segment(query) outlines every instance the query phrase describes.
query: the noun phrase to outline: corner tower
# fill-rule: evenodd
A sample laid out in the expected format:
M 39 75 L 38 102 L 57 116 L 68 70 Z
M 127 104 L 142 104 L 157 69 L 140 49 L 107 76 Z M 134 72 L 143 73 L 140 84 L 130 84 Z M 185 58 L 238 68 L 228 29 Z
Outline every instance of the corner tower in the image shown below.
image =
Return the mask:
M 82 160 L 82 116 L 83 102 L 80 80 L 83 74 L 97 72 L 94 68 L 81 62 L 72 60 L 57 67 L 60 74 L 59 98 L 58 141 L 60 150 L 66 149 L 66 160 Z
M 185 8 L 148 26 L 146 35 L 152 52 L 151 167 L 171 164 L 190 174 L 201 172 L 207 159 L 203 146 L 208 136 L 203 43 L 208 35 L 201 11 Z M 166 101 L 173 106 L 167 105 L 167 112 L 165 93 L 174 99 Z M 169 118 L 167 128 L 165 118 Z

-*-*-

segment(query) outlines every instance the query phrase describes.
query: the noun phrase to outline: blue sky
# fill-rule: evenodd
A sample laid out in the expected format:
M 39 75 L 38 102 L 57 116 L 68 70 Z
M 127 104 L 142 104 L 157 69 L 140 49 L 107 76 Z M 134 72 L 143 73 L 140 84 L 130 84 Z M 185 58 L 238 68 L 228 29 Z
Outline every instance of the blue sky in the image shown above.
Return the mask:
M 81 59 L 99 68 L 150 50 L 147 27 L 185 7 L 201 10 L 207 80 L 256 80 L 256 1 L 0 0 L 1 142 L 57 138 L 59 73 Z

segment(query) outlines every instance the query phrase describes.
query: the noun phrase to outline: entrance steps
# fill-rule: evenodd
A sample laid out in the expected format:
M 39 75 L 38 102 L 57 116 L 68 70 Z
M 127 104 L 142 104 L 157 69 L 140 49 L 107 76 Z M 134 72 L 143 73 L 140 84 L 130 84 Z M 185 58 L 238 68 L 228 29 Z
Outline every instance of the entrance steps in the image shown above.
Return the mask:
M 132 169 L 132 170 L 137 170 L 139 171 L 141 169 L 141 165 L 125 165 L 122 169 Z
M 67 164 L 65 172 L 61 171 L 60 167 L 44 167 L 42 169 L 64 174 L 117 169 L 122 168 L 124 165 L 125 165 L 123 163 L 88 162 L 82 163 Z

-*-*-

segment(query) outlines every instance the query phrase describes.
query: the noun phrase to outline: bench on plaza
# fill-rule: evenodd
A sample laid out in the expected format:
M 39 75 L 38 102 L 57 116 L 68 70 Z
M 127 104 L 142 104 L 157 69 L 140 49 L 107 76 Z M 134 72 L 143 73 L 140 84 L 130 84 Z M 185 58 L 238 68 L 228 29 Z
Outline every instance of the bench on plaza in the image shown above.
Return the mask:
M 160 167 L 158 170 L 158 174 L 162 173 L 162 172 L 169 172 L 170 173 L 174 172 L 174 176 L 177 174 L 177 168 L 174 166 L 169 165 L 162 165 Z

-*-*-

- Task description: Display each line of the data above that contains the word "image", and treat uppercase and lowercase as different.

- The output:
Outline every instance of the corner tower in the image shown below.
image =
Outline every instance of the blue sky in the image shown above.
Outline every instance of the entrance steps in the image shown above.
Outline every instance of the bench on plaza in the image shown above.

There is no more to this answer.